--- Work to do ---
Pick out and copy every line of the listing below that contains the string "window". Case counts, so match uppercase and lowercase letters exactly.

--- Data listing ---
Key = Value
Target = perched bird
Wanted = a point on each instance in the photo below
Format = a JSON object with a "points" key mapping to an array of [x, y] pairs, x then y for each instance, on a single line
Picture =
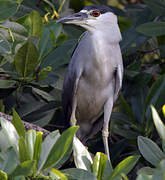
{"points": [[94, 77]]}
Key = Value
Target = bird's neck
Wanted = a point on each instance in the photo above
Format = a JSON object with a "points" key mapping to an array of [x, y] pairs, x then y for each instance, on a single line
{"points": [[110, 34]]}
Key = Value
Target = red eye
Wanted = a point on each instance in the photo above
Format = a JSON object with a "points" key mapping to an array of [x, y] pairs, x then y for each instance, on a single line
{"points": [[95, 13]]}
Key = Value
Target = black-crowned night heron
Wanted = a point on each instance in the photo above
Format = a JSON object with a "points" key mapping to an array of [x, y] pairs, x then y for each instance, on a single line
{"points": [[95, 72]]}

--

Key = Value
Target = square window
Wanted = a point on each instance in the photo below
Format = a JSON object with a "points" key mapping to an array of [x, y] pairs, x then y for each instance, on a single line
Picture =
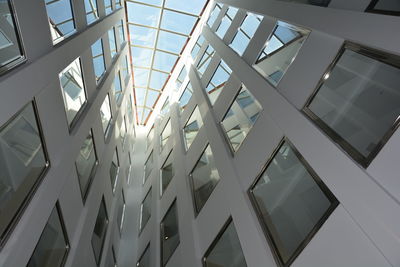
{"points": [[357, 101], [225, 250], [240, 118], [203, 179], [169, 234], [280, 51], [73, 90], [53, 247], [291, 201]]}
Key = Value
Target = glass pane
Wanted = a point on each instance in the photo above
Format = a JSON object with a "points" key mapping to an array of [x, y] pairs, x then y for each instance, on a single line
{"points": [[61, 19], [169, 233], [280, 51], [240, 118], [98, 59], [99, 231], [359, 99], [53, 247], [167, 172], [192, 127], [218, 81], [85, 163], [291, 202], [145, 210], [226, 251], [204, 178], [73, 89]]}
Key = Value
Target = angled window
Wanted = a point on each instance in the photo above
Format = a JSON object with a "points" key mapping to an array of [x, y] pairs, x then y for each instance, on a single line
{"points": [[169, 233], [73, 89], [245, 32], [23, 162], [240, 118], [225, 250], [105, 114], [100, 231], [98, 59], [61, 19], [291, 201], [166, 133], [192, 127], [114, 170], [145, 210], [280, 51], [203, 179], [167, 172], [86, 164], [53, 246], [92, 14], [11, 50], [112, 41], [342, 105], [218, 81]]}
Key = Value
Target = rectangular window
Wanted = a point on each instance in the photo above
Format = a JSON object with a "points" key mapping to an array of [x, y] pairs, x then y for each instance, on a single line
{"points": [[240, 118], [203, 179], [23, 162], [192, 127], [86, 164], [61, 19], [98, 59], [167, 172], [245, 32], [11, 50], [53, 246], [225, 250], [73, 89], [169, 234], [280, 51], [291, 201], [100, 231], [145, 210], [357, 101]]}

* * *

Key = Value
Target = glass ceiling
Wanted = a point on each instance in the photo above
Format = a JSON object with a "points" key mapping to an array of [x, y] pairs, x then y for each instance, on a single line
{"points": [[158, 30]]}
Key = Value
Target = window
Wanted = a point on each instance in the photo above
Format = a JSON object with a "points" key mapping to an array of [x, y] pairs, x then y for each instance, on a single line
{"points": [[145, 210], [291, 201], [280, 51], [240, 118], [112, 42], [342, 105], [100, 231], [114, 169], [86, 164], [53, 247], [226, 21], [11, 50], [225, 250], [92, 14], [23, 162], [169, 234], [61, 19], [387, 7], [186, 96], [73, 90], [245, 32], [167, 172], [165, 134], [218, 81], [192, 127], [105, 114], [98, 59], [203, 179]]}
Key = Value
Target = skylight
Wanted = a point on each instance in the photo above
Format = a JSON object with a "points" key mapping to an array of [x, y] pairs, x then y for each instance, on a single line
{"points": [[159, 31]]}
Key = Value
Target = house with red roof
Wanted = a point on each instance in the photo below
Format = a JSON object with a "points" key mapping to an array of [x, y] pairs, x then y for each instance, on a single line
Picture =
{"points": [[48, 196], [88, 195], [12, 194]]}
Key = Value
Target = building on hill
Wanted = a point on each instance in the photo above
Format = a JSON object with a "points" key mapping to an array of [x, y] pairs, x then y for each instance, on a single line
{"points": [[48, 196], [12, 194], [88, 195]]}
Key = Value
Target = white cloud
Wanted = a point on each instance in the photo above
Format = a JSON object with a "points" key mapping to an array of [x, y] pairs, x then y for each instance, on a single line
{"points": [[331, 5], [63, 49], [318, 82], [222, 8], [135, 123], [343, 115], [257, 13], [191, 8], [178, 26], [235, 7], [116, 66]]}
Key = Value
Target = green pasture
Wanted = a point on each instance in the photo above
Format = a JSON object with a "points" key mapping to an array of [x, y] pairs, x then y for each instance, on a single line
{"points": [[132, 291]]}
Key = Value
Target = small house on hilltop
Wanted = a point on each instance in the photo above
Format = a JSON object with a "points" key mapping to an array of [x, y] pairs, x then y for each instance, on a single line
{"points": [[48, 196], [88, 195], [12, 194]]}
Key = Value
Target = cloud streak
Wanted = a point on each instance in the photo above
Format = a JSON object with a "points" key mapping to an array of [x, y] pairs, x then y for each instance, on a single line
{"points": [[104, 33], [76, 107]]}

--- The answer ---
Target = square window
Target = angled window
Target = rectangular window
Target = window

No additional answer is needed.